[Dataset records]
□ □ □ □

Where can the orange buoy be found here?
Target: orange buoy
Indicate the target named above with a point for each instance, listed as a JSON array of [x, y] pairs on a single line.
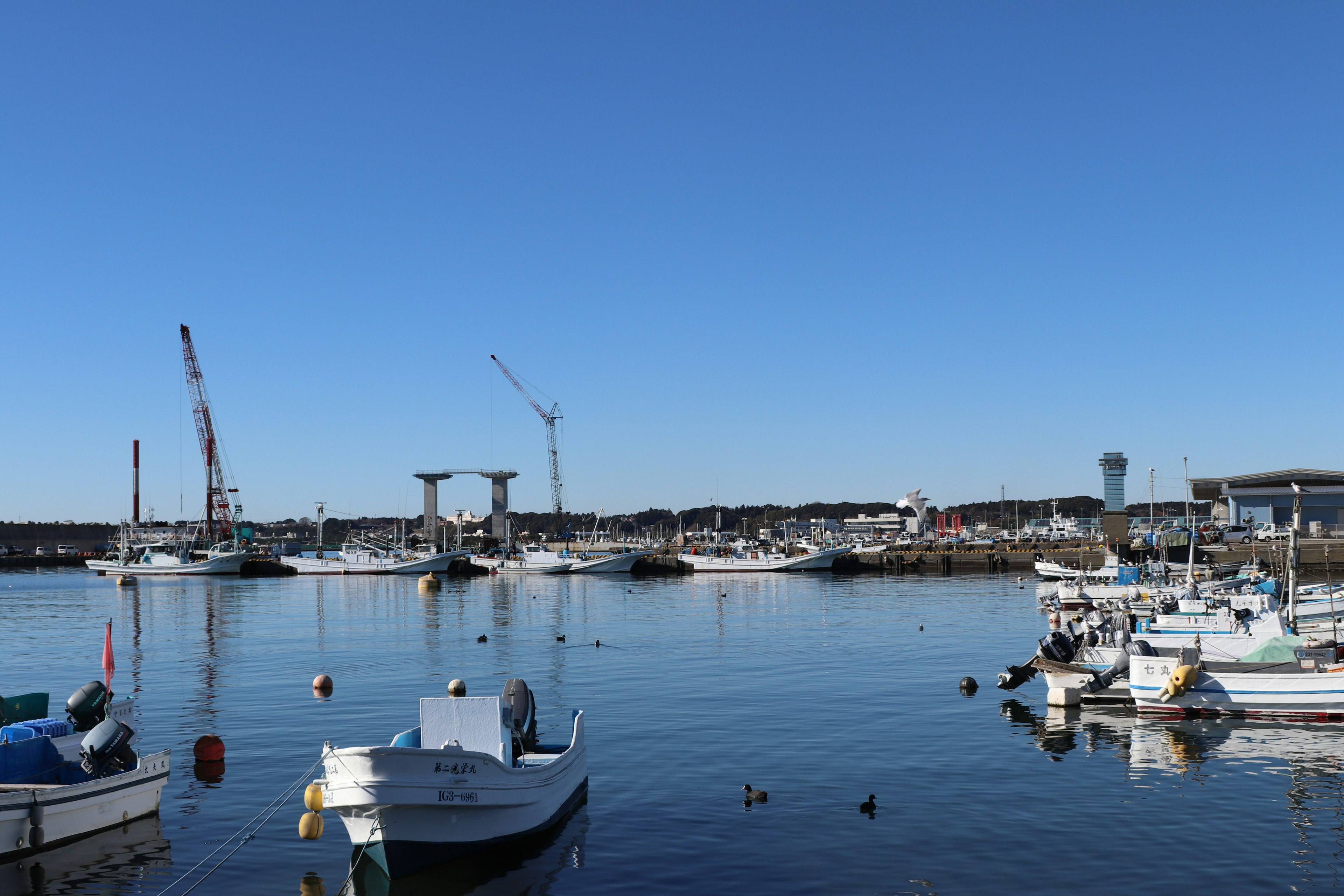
[[311, 825], [209, 749]]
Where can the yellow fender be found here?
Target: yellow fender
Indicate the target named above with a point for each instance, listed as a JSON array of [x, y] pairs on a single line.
[[1179, 683]]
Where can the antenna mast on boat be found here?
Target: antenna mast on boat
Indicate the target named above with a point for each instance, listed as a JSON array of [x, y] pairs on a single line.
[[217, 489], [550, 434]]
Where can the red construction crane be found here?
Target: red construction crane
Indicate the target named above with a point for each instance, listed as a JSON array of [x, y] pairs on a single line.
[[217, 491], [550, 433]]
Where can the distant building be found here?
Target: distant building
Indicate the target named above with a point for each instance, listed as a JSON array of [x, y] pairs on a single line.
[[865, 524], [1268, 498]]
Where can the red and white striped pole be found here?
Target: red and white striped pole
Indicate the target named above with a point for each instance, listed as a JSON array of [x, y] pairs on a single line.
[[135, 464]]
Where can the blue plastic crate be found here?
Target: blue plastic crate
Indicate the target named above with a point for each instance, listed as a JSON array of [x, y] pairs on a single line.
[[49, 727], [15, 734]]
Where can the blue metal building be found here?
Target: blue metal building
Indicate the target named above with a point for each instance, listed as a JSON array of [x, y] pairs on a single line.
[[1268, 498], [1113, 476]]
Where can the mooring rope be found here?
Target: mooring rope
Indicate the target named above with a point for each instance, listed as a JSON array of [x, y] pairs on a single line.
[[273, 806], [378, 825]]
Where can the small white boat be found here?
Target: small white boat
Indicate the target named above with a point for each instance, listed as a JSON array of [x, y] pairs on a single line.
[[366, 559], [761, 561], [1225, 633], [609, 564], [1109, 572], [534, 559], [167, 559], [538, 559], [470, 777], [49, 798], [1304, 687]]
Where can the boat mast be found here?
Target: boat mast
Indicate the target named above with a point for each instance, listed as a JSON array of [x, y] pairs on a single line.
[[1294, 551]]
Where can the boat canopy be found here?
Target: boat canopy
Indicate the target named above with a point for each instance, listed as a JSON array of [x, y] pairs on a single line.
[[479, 724], [1280, 649]]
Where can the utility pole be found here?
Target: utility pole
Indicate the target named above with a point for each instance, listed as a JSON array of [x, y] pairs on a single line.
[[1189, 522], [1151, 471]]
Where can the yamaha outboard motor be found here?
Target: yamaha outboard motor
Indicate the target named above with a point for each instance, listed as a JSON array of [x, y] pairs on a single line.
[[1121, 668], [1057, 647], [107, 749], [89, 706], [519, 696]]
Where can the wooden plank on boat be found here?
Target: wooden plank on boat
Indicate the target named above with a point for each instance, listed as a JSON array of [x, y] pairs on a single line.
[[1062, 668]]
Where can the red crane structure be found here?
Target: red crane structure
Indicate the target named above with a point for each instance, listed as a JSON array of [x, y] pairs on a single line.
[[218, 512], [550, 433]]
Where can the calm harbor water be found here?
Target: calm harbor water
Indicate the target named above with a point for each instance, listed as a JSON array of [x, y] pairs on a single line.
[[818, 688]]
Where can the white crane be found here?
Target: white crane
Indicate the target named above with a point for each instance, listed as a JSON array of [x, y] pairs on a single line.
[[550, 433]]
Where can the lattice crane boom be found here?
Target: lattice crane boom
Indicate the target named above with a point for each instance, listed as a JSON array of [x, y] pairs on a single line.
[[217, 491], [550, 433]]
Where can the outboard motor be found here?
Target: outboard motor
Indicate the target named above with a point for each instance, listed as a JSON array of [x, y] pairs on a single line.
[[519, 698], [89, 706], [1057, 647], [107, 749], [1121, 668]]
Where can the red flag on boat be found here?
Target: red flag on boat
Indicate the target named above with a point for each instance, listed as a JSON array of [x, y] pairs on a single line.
[[108, 663]]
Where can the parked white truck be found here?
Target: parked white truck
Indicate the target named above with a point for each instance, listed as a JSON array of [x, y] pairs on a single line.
[[1270, 532]]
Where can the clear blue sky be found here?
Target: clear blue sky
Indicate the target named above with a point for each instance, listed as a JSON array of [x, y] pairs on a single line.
[[766, 252]]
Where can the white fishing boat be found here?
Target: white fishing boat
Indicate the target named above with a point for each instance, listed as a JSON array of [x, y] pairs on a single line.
[[170, 559], [757, 561], [538, 559], [470, 777], [534, 558], [608, 564], [1093, 670], [1109, 572], [1303, 687], [368, 559], [50, 798]]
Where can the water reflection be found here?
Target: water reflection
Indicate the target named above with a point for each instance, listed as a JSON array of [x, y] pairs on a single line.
[[105, 862], [526, 867]]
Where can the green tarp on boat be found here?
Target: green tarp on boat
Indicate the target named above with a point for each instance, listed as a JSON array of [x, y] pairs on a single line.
[[1276, 649]]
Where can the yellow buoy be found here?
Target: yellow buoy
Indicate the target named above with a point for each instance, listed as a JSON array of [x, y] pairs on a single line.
[[1179, 683], [1184, 678], [311, 825]]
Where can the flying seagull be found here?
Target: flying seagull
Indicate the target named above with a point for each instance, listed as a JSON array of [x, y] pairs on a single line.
[[913, 500]]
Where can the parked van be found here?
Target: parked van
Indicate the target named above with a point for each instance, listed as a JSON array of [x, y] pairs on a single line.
[[1270, 532]]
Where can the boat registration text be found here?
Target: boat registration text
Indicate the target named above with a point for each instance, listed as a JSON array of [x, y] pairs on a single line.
[[457, 796]]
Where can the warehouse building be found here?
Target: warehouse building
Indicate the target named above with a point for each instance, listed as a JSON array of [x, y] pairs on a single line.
[[1268, 498]]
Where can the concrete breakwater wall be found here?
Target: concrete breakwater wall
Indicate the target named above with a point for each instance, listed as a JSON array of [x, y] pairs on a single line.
[[1023, 559], [30, 537]]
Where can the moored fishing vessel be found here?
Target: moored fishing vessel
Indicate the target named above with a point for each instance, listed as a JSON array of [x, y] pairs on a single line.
[[471, 776], [167, 559], [368, 559], [533, 559], [65, 780], [758, 561]]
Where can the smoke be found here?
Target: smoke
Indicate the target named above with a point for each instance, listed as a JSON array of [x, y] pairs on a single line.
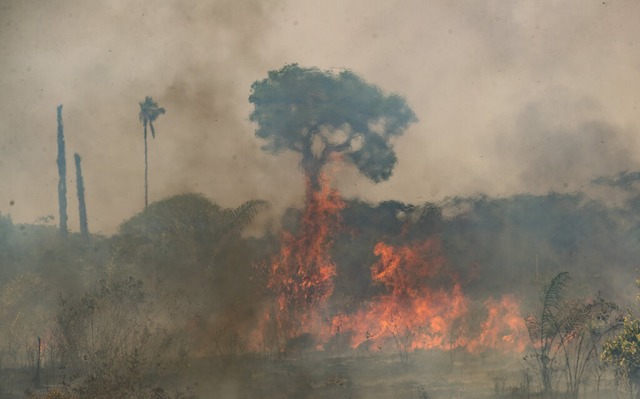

□ □ □ □

__WHAT YOU WILL DO__
Every line above from the line with "Target: distant building" to the line with "Where can the blue plastic", inclusive, must be returned exactly; no other line belongs in the reply.

__FINAL ANSWER__
Target: distant building
Indicate the target named above with a point for each instance, listed as a JSON array of [x, y] pairs on a single line.
[[865, 524], [1268, 498]]
Where can the red and white striped pole be found here?
Target: red and white striped pole
Indicate the target named above with a point for each instance, listed as a JSON array of [x, y] pairs on a single line.
[[135, 464]]
Where can the blue plastic crate be found here?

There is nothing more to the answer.